§ Work required
Reproduce each of the items below line for line, with no changes.

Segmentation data

⟨

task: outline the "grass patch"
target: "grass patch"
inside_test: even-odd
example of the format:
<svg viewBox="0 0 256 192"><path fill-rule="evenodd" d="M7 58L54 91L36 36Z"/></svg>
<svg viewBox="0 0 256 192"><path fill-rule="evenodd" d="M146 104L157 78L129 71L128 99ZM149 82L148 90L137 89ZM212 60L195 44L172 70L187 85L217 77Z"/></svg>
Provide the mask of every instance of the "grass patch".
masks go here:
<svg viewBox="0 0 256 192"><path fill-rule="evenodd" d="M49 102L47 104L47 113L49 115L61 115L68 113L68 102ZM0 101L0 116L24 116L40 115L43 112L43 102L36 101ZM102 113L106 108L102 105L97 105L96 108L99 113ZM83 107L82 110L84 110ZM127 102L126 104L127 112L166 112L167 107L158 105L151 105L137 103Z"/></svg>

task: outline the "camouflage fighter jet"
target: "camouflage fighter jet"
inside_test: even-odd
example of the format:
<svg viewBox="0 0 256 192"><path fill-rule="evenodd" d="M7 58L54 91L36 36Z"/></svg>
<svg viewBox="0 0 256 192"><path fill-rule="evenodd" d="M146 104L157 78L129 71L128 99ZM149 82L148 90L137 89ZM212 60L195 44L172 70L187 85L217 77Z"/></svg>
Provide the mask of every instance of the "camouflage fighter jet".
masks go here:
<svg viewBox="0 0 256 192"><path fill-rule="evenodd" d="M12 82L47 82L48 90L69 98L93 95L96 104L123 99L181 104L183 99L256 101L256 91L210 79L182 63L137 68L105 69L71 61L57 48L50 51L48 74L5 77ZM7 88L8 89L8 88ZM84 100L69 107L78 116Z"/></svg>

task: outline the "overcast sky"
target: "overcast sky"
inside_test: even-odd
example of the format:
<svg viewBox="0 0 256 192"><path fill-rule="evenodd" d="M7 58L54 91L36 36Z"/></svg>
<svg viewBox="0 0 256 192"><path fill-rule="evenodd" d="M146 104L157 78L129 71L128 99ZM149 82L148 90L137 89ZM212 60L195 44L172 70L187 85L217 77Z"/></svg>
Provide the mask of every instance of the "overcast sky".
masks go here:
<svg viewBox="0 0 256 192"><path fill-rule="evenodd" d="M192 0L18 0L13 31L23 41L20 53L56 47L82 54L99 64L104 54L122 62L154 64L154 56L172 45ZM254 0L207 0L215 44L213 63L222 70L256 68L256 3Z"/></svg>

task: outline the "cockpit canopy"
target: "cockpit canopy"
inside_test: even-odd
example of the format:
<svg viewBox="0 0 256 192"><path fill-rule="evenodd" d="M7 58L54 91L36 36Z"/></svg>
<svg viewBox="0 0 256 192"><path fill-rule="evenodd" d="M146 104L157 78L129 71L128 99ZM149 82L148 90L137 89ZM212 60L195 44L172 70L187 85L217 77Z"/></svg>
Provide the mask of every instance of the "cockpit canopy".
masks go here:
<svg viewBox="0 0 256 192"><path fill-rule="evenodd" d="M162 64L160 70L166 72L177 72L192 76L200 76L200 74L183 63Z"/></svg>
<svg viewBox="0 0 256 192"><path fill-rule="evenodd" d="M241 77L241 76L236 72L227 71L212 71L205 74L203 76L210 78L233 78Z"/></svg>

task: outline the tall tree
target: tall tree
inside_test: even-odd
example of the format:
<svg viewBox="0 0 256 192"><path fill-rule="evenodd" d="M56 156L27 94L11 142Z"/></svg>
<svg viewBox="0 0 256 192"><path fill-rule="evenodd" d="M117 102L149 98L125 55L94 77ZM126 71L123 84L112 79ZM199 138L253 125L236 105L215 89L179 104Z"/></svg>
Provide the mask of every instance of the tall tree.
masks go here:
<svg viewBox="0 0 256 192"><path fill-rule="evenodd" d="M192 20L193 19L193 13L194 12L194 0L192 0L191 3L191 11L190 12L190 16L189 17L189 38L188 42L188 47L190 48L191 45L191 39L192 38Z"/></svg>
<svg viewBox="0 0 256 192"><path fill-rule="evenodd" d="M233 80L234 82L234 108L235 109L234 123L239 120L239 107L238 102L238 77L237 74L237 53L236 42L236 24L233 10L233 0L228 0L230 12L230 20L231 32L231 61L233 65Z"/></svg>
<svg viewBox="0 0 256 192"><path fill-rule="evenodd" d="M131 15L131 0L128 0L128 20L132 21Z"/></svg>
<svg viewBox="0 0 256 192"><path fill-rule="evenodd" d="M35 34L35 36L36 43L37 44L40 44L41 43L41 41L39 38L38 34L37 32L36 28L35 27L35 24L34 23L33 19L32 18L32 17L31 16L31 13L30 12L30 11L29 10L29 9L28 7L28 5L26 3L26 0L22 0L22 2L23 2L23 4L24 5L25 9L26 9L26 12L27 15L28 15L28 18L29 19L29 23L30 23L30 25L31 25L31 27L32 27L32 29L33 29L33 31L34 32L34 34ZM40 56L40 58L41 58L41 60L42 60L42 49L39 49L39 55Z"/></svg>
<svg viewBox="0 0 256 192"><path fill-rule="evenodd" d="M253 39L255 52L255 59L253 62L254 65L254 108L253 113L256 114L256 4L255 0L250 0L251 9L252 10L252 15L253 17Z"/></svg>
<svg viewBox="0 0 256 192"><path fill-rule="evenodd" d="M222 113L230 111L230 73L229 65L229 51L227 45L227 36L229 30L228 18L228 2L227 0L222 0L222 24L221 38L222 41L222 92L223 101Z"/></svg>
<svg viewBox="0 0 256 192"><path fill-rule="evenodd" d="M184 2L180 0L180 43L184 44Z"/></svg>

⟩

§ Result of the exercise
task: outline the "grass patch"
target: "grass patch"
inside_test: even-odd
example of the format:
<svg viewBox="0 0 256 192"><path fill-rule="evenodd" d="M7 58L54 91L36 36Z"/></svg>
<svg viewBox="0 0 256 192"><path fill-rule="evenodd" d="M146 104L157 78L129 71L128 99ZM149 82L148 90L137 89ZM212 60L195 44L172 70L187 85L217 77Z"/></svg>
Provide the mask of every instance of the "grass patch".
masks go here:
<svg viewBox="0 0 256 192"><path fill-rule="evenodd" d="M49 102L47 104L47 113L49 115L61 115L68 113L68 102ZM0 101L0 116L24 116L40 115L43 112L43 102L36 101ZM102 113L106 108L102 105L97 105L96 108L99 113ZM83 107L82 110L84 110ZM127 102L126 104L127 112L166 112L167 107L158 105L151 105L137 103Z"/></svg>

task: outline the "camouflage fighter jet"
target: "camouflage fighter jet"
inside_test: even-odd
example of the format:
<svg viewBox="0 0 256 192"><path fill-rule="evenodd" d="M7 58L54 91L36 36Z"/></svg>
<svg viewBox="0 0 256 192"><path fill-rule="evenodd" d="M146 104L157 78L129 71L128 99ZM149 82L148 90L137 89ZM212 60L195 44L172 70L187 85L217 77Z"/></svg>
Provide the mask of every instance of the "camouflage fighter jet".
masks go here:
<svg viewBox="0 0 256 192"><path fill-rule="evenodd" d="M12 82L47 82L48 90L69 98L93 95L96 104L123 99L181 104L183 99L256 101L256 91L210 79L182 63L137 68L105 69L71 61L57 48L50 51L48 74L5 77ZM7 88L8 89L8 88ZM84 100L69 107L78 116Z"/></svg>

task: outline the "overcast sky"
target: "overcast sky"
inside_test: even-odd
example of the format:
<svg viewBox="0 0 256 192"><path fill-rule="evenodd" d="M7 58L54 91L36 36Z"/></svg>
<svg viewBox="0 0 256 192"><path fill-rule="evenodd" d="M146 104L157 78L129 71L128 99ZM149 82L148 90L137 89ZM212 60L195 44L172 70L187 85L217 77Z"/></svg>
Provide the mask of every instance of the "overcast sky".
masks go here:
<svg viewBox="0 0 256 192"><path fill-rule="evenodd" d="M192 0L18 0L13 31L23 41L20 53L56 47L82 54L99 64L104 54L122 62L154 64L154 56L172 45ZM254 0L207 0L215 44L213 63L222 70L256 68L256 3Z"/></svg>

task: outline the "cockpit canopy"
target: "cockpit canopy"
inside_test: even-odd
example of the format:
<svg viewBox="0 0 256 192"><path fill-rule="evenodd" d="M7 58L54 91L36 36Z"/></svg>
<svg viewBox="0 0 256 192"><path fill-rule="evenodd" d="M146 104L157 78L129 71L128 99ZM149 82L148 90L137 89ZM212 60L195 44L172 70L187 85L217 77Z"/></svg>
Provide the mask of every instance of the "cockpit canopy".
masks go here:
<svg viewBox="0 0 256 192"><path fill-rule="evenodd" d="M162 64L160 70L166 72L177 72L192 76L200 76L200 74L183 63Z"/></svg>
<svg viewBox="0 0 256 192"><path fill-rule="evenodd" d="M241 77L241 76L236 72L227 71L212 71L205 74L203 76L210 78L233 78Z"/></svg>

task: outline the tall tree
target: tall tree
inside_test: even-odd
example of the format:
<svg viewBox="0 0 256 192"><path fill-rule="evenodd" d="M56 156L27 94L11 142Z"/></svg>
<svg viewBox="0 0 256 192"><path fill-rule="evenodd" d="M117 102L149 98L125 55L94 77ZM126 71L123 84L112 79ZM199 138L253 125L236 105L215 89L179 104Z"/></svg>
Provide the mask of every instance of the tall tree.
masks go here:
<svg viewBox="0 0 256 192"><path fill-rule="evenodd" d="M192 20L193 19L193 13L194 12L194 0L192 0L191 3L191 11L190 12L190 16L189 17L189 38L188 42L188 47L190 48L191 45L191 39L192 38Z"/></svg>
<svg viewBox="0 0 256 192"><path fill-rule="evenodd" d="M233 80L234 82L234 108L235 109L234 123L239 120L239 107L238 102L238 77L237 74L237 53L236 42L236 24L233 10L233 0L228 0L230 12L230 20L231 32L231 61L233 65Z"/></svg>
<svg viewBox="0 0 256 192"><path fill-rule="evenodd" d="M131 15L131 0L128 0L128 20L132 21Z"/></svg>
<svg viewBox="0 0 256 192"><path fill-rule="evenodd" d="M35 34L35 36L36 43L37 44L40 44L41 43L41 41L39 38L38 34L37 32L36 28L35 27L35 24L34 23L33 19L32 18L32 17L31 16L31 13L30 12L30 11L29 10L29 9L28 7L28 5L26 3L26 0L22 0L22 2L23 2L23 4L24 5L25 9L26 9L26 12L27 15L28 15L28 18L29 19L29 23L30 23L30 25L31 25L31 27L32 27L32 29L33 29L33 31L34 32L34 34ZM40 56L40 58L41 58L41 60L42 60L42 49L39 49L39 55Z"/></svg>
<svg viewBox="0 0 256 192"><path fill-rule="evenodd" d="M253 39L255 52L255 59L253 62L254 65L254 108L253 113L256 114L256 4L255 0L250 0L251 9L252 10L252 15L253 17Z"/></svg>
<svg viewBox="0 0 256 192"><path fill-rule="evenodd" d="M222 113L230 111L230 73L229 65L229 51L227 45L227 36L229 30L228 18L228 2L227 0L222 0L222 24L221 38L222 41L222 92L223 101Z"/></svg>
<svg viewBox="0 0 256 192"><path fill-rule="evenodd" d="M184 2L180 0L180 43L184 44Z"/></svg>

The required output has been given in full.